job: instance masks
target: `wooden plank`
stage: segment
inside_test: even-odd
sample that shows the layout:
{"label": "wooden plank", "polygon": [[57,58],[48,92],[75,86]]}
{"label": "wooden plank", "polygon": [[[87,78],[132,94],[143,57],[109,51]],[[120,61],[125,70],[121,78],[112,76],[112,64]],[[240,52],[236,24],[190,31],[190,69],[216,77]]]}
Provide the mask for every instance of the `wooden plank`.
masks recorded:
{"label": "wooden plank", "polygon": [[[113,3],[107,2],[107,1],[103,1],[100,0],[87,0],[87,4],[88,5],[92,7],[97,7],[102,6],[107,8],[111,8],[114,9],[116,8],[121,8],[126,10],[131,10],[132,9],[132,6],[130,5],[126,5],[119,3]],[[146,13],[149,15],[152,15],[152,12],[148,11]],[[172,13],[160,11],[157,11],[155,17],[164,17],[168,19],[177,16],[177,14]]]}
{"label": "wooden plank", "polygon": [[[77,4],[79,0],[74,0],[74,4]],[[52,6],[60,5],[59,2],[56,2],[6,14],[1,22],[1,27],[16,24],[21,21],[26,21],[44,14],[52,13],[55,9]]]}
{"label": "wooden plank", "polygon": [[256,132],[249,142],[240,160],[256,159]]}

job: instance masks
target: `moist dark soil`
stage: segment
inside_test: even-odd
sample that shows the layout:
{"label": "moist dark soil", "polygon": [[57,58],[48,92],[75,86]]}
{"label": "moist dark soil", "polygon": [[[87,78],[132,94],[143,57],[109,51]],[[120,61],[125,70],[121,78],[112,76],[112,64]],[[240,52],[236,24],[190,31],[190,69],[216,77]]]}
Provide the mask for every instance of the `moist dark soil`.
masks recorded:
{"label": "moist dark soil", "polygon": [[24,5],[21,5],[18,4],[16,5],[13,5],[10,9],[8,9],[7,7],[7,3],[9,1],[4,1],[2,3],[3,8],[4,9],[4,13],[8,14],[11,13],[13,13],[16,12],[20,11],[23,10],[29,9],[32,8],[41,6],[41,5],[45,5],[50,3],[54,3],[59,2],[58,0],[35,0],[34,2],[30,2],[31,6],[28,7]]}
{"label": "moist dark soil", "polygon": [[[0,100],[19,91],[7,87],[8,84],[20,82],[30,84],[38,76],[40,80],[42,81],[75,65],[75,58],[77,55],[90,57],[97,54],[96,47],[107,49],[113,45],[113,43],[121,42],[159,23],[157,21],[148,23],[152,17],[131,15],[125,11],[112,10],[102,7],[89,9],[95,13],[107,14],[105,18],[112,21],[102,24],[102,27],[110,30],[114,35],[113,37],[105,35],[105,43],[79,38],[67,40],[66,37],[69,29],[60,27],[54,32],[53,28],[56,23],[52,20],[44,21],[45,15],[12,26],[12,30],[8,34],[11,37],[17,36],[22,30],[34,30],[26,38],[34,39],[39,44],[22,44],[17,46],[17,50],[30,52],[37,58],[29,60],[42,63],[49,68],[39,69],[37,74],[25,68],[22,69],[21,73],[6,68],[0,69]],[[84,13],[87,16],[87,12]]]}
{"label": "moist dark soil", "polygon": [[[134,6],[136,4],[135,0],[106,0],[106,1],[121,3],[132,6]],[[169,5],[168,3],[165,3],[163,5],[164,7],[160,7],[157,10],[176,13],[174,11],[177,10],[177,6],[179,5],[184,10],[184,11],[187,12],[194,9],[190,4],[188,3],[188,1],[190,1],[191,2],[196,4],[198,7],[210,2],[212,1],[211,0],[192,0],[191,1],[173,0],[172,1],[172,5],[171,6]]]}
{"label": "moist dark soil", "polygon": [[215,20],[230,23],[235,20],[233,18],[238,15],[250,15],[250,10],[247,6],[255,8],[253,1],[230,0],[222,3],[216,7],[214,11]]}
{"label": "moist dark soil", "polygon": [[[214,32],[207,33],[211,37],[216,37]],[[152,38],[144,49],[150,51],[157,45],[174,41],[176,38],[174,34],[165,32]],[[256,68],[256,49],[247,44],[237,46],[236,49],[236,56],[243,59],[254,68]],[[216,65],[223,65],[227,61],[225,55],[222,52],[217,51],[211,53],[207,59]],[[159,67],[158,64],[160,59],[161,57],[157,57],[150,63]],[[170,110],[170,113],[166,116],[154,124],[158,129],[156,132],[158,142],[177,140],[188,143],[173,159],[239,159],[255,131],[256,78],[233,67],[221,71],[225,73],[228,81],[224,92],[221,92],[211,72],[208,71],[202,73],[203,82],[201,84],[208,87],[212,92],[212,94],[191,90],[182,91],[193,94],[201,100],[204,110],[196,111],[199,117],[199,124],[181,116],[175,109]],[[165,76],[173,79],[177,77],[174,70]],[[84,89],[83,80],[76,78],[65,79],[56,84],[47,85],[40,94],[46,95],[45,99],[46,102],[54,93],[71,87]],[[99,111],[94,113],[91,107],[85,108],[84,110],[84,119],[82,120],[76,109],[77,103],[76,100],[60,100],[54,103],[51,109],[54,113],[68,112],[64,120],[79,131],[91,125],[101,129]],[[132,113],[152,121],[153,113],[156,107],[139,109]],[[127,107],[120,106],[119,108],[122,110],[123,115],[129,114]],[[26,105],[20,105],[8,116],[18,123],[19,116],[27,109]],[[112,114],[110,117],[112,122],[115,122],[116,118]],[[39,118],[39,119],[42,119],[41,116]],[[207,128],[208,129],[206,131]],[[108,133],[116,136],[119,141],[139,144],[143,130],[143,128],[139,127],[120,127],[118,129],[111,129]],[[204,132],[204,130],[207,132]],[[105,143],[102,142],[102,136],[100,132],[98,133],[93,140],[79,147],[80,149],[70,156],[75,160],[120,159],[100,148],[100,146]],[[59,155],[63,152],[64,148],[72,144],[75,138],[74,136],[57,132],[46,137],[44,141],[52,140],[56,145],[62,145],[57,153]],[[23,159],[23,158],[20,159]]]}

**The task:** Set all of the records down again, exactly as they stand.

**Worked solution:**
job: instance masks
target: `wooden plank`
stage: segment
inside_test: even-odd
sample that shows the layout:
{"label": "wooden plank", "polygon": [[57,58],[48,92],[75,86]]}
{"label": "wooden plank", "polygon": [[[87,78],[132,94],[143,57],[109,51]],[[120,61],[125,70],[121,78],[112,76],[112,64]],[[240,52],[236,24],[190,31],[190,69],[216,77]]]}
Provide the mask for every instance of the `wooden plank`.
masks recorded:
{"label": "wooden plank", "polygon": [[[113,3],[107,2],[107,1],[103,1],[100,0],[87,0],[87,4],[88,5],[92,7],[97,7],[102,6],[107,8],[111,8],[114,9],[116,8],[121,8],[126,10],[131,10],[132,9],[132,6],[130,5],[126,5],[119,3]],[[146,13],[149,15],[152,15],[152,12],[148,11]],[[172,13],[160,11],[157,11],[155,17],[164,17],[168,19],[177,16],[177,14]]]}
{"label": "wooden plank", "polygon": [[[77,4],[79,0],[74,0],[74,4]],[[52,6],[60,5],[59,2],[56,2],[6,14],[1,22],[1,27],[16,24],[21,21],[26,21],[44,14],[52,13],[55,9]]]}
{"label": "wooden plank", "polygon": [[256,132],[249,142],[240,160],[256,159]]}

job: instance masks
target: `moist dark soil`
stage: segment
inside_test: even-odd
sample that shows the layout:
{"label": "moist dark soil", "polygon": [[57,58],[48,92],[75,86]]}
{"label": "moist dark soil", "polygon": [[[87,78],[132,94],[143,57],[109,51]],[[120,61],[125,70],[121,78],[112,76],[112,64]],[[240,52],[236,24],[190,31],[190,69],[216,77]]]}
Provide the mask for every instance of the `moist dark soil`.
masks recorded:
{"label": "moist dark soil", "polygon": [[24,5],[21,5],[18,4],[16,5],[13,5],[10,9],[8,9],[7,7],[7,3],[9,1],[4,1],[2,3],[3,8],[4,9],[4,13],[8,14],[11,13],[13,13],[16,12],[20,11],[23,10],[29,9],[32,8],[41,6],[41,5],[45,5],[50,3],[54,3],[59,2],[58,0],[35,0],[34,2],[30,2],[31,6],[28,7]]}
{"label": "moist dark soil", "polygon": [[[0,100],[19,91],[7,87],[8,84],[20,82],[30,84],[38,76],[40,80],[42,81],[75,65],[75,58],[77,55],[90,57],[97,54],[96,47],[107,49],[113,45],[113,43],[121,42],[159,23],[157,21],[148,23],[152,17],[131,15],[125,11],[112,10],[102,7],[89,9],[95,13],[107,14],[105,18],[112,21],[102,24],[102,27],[110,30],[114,35],[113,37],[105,35],[105,43],[79,38],[67,40],[66,37],[69,29],[60,27],[54,32],[53,28],[56,23],[52,20],[44,21],[45,15],[12,26],[12,30],[8,34],[11,37],[17,36],[22,30],[34,30],[26,38],[34,39],[39,44],[22,44],[17,46],[17,50],[30,52],[37,58],[29,60],[42,63],[49,68],[39,69],[37,74],[25,68],[22,69],[21,73],[6,68],[0,69]],[[84,13],[87,16],[87,12]]]}
{"label": "moist dark soil", "polygon": [[[134,6],[136,4],[135,0],[106,0],[106,1],[121,3],[132,6]],[[169,5],[168,3],[165,3],[163,5],[164,7],[160,7],[157,10],[176,13],[174,11],[177,10],[177,6],[179,5],[184,10],[184,11],[187,12],[194,9],[190,4],[188,3],[188,1],[190,1],[191,2],[196,4],[198,7],[210,2],[212,1],[211,0],[192,0],[191,1],[173,0],[172,1],[172,5],[171,6]]]}
{"label": "moist dark soil", "polygon": [[215,20],[230,23],[235,20],[233,18],[238,15],[250,15],[250,10],[247,6],[255,8],[253,1],[230,0],[222,3],[216,7],[214,11]]}
{"label": "moist dark soil", "polygon": [[[214,32],[207,33],[211,37],[216,37]],[[152,38],[144,49],[150,51],[157,45],[174,41],[176,38],[174,34],[165,32]],[[256,68],[256,49],[247,44],[237,46],[236,49],[236,56],[243,59],[254,68]],[[216,65],[223,65],[227,61],[225,55],[222,52],[217,51],[211,53],[207,59]],[[159,67],[158,64],[160,59],[161,57],[157,57],[150,63]],[[170,110],[170,113],[166,116],[154,124],[158,129],[156,132],[158,142],[177,140],[188,143],[173,159],[239,159],[255,131],[256,78],[233,67],[221,71],[225,73],[228,81],[224,92],[221,92],[211,72],[208,71],[202,73],[203,82],[201,84],[208,87],[212,92],[212,94],[191,90],[182,91],[193,94],[201,100],[204,110],[196,111],[199,117],[199,124],[181,116],[175,109]],[[165,76],[173,79],[177,77],[174,70]],[[84,89],[83,80],[76,78],[65,79],[56,84],[47,85],[40,94],[46,95],[45,99],[46,102],[54,93],[71,87]],[[99,111],[94,113],[91,107],[85,108],[84,110],[84,119],[82,120],[76,109],[77,103],[76,100],[60,100],[54,103],[51,109],[54,113],[68,112],[64,120],[79,131],[91,125],[101,129]],[[132,113],[152,121],[153,113],[156,107],[139,109]],[[127,107],[120,106],[119,108],[122,110],[123,115],[129,114]],[[26,105],[20,105],[8,116],[18,123],[19,116],[27,109]],[[112,114],[110,117],[112,122],[115,122],[116,118]],[[39,118],[39,119],[42,119],[41,116]],[[207,128],[208,129],[206,131]],[[108,133],[116,136],[119,141],[139,144],[143,130],[143,128],[139,127],[120,127],[118,129],[111,129]],[[204,132],[204,130],[207,132]],[[105,143],[102,142],[102,136],[100,132],[98,133],[93,140],[79,147],[80,149],[70,156],[75,160],[120,159],[100,148],[100,146]],[[59,155],[63,152],[64,148],[72,144],[75,138],[74,136],[57,132],[46,137],[44,141],[52,140],[56,145],[62,145],[57,153]],[[23,159],[23,158],[20,159]]]}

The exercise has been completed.